Exercise: Rewrite the listing from the line with "of the parked" up to and including the line with "300L709 194L685 202L681", swapping "parked" for "stationary" and leaving everything else unchanged. Give only those lines.

--- Start of Data to use ---

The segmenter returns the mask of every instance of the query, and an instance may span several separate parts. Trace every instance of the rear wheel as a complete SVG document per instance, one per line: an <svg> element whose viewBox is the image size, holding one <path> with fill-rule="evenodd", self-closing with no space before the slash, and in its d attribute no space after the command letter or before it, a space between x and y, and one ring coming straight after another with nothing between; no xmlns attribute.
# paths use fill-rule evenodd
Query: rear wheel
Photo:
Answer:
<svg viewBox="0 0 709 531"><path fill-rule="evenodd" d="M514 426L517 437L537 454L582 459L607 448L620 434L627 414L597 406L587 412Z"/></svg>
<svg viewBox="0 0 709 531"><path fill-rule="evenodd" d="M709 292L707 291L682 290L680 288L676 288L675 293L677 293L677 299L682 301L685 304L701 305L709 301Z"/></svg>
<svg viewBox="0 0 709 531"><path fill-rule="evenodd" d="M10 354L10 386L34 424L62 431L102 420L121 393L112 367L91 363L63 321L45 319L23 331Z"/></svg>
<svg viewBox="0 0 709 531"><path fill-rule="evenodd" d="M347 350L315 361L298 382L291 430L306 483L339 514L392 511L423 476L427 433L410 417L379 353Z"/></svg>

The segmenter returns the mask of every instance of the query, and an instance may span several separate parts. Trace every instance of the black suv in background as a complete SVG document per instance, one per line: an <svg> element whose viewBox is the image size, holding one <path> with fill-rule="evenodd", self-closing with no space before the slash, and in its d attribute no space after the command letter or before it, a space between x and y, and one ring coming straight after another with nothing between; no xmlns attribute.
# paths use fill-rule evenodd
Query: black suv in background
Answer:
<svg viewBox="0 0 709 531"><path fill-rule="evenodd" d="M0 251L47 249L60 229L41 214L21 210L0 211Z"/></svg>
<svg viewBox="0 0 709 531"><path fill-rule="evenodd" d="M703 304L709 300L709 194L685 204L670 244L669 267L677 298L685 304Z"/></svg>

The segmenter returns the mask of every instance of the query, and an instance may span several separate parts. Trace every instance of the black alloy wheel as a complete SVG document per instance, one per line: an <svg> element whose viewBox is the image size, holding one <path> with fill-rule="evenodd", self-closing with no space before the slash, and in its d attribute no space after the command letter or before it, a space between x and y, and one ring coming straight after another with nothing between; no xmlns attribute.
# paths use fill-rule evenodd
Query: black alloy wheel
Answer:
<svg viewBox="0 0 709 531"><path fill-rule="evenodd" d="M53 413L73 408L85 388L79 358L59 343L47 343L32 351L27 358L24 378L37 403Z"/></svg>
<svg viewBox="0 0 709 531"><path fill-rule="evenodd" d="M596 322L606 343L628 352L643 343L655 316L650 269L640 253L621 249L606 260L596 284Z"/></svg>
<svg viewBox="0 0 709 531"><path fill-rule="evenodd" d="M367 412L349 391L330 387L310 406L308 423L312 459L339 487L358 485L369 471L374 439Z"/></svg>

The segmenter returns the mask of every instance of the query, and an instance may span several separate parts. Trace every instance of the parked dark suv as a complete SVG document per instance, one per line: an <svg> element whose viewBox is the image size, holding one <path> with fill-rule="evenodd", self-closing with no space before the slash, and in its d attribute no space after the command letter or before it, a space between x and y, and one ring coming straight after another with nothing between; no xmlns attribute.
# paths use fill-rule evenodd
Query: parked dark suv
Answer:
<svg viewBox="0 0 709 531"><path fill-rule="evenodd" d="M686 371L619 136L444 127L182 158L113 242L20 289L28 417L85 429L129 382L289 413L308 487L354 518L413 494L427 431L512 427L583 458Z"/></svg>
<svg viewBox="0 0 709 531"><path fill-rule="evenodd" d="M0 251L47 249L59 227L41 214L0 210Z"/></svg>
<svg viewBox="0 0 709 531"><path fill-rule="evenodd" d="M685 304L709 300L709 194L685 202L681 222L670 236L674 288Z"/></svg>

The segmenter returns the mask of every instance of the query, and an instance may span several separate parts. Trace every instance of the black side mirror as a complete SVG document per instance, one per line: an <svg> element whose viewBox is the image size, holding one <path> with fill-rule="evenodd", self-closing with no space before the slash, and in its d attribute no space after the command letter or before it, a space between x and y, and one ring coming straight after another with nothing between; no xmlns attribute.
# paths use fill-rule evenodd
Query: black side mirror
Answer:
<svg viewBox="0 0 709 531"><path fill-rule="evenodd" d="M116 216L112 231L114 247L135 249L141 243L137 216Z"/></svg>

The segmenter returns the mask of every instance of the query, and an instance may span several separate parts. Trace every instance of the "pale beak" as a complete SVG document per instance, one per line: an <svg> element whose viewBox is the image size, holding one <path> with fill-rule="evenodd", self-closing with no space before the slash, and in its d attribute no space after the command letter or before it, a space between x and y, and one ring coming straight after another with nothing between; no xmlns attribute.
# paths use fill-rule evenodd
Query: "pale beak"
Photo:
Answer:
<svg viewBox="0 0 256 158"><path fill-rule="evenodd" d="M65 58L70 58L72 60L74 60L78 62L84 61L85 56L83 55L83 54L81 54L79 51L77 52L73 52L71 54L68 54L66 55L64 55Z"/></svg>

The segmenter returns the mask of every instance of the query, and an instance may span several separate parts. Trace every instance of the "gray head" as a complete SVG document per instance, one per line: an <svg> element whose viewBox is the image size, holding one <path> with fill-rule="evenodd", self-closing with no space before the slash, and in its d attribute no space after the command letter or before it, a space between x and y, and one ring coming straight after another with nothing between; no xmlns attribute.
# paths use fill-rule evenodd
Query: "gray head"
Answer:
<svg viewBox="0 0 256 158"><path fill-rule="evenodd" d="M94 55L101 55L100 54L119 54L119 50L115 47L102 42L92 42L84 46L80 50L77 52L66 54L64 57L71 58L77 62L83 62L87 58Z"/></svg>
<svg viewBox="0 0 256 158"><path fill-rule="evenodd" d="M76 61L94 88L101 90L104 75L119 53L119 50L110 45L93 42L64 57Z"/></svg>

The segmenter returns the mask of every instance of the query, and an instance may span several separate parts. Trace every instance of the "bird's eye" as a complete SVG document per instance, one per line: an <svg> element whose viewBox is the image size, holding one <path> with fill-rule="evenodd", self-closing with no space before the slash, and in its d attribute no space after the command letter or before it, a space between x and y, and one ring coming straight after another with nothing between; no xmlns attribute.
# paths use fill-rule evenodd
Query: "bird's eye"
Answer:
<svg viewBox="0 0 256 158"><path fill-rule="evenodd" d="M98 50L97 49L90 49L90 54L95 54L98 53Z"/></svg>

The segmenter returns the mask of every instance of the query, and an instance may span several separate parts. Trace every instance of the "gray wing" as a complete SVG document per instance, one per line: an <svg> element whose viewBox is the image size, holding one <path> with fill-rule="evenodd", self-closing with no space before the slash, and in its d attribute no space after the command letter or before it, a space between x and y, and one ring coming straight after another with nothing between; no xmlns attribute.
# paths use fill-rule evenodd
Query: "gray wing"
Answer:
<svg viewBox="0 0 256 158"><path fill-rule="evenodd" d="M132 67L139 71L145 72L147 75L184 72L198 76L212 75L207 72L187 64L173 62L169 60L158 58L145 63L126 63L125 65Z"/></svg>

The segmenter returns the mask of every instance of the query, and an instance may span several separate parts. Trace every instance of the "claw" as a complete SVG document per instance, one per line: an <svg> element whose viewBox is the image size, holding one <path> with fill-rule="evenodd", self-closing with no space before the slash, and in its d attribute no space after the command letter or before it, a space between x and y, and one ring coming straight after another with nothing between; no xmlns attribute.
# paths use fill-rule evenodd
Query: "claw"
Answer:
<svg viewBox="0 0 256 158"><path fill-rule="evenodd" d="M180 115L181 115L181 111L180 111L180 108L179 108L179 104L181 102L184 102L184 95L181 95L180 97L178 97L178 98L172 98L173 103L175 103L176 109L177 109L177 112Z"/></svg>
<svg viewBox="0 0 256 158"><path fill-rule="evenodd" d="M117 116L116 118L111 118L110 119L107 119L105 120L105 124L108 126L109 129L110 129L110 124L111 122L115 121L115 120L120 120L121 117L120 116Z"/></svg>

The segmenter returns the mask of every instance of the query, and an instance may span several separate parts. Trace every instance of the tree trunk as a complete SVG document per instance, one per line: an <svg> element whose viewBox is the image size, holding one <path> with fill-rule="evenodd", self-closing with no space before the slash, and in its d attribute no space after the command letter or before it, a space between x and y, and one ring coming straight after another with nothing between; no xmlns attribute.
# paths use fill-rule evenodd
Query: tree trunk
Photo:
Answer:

--- End of Data to use ---

Correct answer:
The segmenter returns the mask of every instance of the query, and an instance may span several separate parts. Trace every instance of the stationary dark suv as a complete SVG document per instance, one per line: an <svg> element whose viewBox is the image size, holding one <path> with fill-rule="evenodd", self-closing with no space before the slash, and in its d attribute no space after the command letter or before it, a space between x and y, and one ring coming straight after another with nothing between; no xmlns attribute.
# paths use fill-rule evenodd
Query: stationary dark suv
Answer:
<svg viewBox="0 0 709 531"><path fill-rule="evenodd" d="M686 371L619 136L444 127L182 158L113 242L20 289L28 417L85 429L129 382L289 413L308 487L354 518L413 494L427 431L512 427L583 458Z"/></svg>
<svg viewBox="0 0 709 531"><path fill-rule="evenodd" d="M0 251L47 249L59 227L41 214L0 210Z"/></svg>
<svg viewBox="0 0 709 531"><path fill-rule="evenodd" d="M685 304L709 300L709 194L685 202L681 222L670 236L674 288Z"/></svg>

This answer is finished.